As the strangely alluring monolith of everything right-thinking folk despise, there’s no denying the car-crash appeal of the likes of the Daily Mail; car crashes being exactly the kind of thing they longingly tease the public with graphic pictures of. It’s their duty to show us pictures other newspapers might disgracefully be printing; I think that’s their standpoint, I’m sure you appreciate the morals are a little vague.
However, there is an equally murky world on a local level. There was a report recently in my local rag, the Cambridge News, telling of a local girl who fell from the top of a multi-storey car park. The headline, should the details of the story not have enough drama (and indeed upset for her family and friends) opts to categorise it as a ‘plunge’. To ensure there is a full understanding, the first paragraph reads:
“A teenage girl was fighting for her life last night after she survived a plunge from the top of a multi-storey car park in Cambridge”.
“Plunge” like “romp”, “sex-act” and “tragic” is a word now rarely used other than in a newspaper. As such, it has taken on a rather cartoony quality, evoking images of Wile E. Coyote more than a serious situation. You would hope for simple, plainly written facts in a newspaper for a local area with a limited readership but the hyperbole seems even more gratuitous than the national papers. Who are these mystery people being pandered to?
Cut to later in the same week – a pensioner complained to Cambridge train station that the wall of the urinals at the station (I know, I know) was so shiny that the mirrored effect, in the paper’s words, found the gentleman with his “privacy left in tatters”. Tatters! It’s at points like this that one begins to wonder whether language as we know it still exists. The commuter goes on:
“It’s dreadful. You can see everyone in full view and a little kid about 5 years old was there and having a good look round.

▸ PROBLEMS AND TASKS:
a. In the essay on newspaper language, condense the paragraph beginning "“Plunge” like “romp”" into a shorter version that keeps its main points.
b. Supply a continuation of the essay on newspaper language, starting right after its final sentence.
None of the material is needed here.

▸ INFORMATION SUPPLIED:
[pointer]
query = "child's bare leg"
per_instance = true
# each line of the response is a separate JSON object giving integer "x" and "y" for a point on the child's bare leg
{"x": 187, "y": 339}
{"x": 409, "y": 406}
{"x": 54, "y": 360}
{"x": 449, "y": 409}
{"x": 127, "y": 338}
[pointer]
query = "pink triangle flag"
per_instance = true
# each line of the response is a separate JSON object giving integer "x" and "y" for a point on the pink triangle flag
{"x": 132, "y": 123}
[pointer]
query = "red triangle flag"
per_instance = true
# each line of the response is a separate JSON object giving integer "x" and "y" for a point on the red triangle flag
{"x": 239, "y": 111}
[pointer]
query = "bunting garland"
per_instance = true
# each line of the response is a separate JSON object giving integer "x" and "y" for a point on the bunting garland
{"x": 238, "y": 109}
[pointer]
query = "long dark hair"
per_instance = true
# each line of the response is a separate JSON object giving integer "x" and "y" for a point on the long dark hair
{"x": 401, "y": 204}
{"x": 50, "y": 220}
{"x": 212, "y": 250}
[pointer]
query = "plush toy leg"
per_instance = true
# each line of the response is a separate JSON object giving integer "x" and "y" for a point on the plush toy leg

--

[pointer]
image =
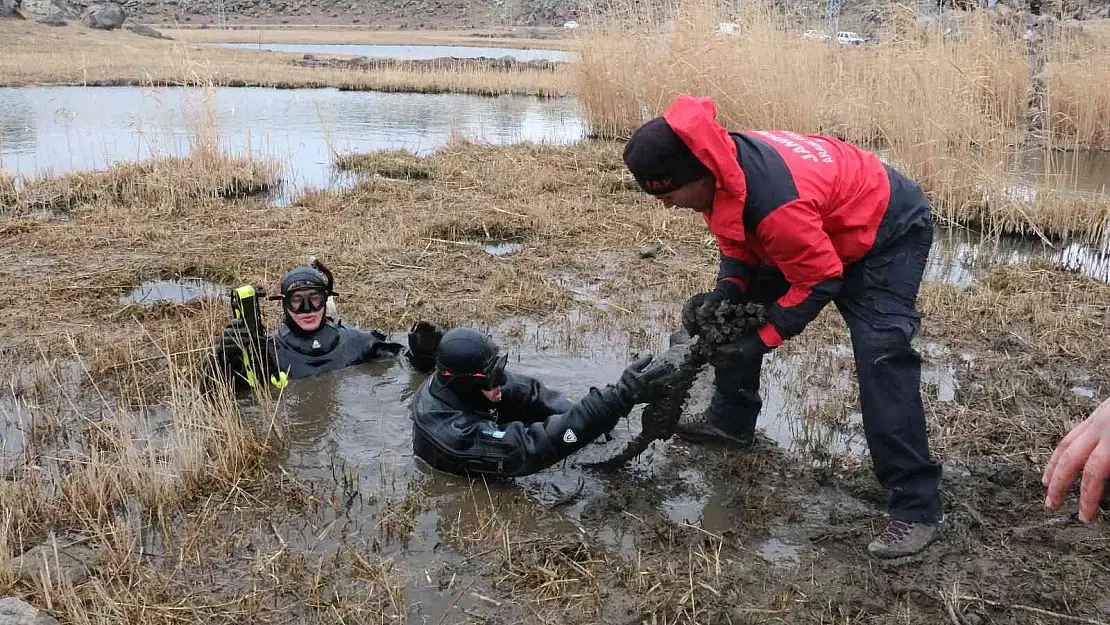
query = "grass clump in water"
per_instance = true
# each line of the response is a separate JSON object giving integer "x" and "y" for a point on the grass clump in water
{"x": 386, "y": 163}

▸ EXPECTED RESPONSES:
a. Like "romp," "sex-act," and "tragic," "plunge" is now rarely used outside newspapers, so it has taken on a cartoonish quality that calls to mind Wile E. Coyote more than a serious situation. A local paper with a limited readership might be expected to give simple, plainly written facts, yet its hyperbole seems even more gratuitous than that of the national papers, which raises the question of who is being pandered to.

b.
” It’s like having a glass door into the ladies.”
He added: “My privacy has been demolished. If I need to go to the toilet I do not want people to see my privates.”
A train station spokesperson then duly tries to allay any fears that the toilets may in any way lead to the fall of Mankind, faced as they are with a situation involving demolition and tatters…among other things.
As part of his routine, John Cooper Clarke used to claim that the word “fantastic” had lost all meaning – an egg sandwich could be “fantastic” and no-one would bat an eyelid. An egg sandwich therefore accepted as literally being ‘the stuff of fantasy’.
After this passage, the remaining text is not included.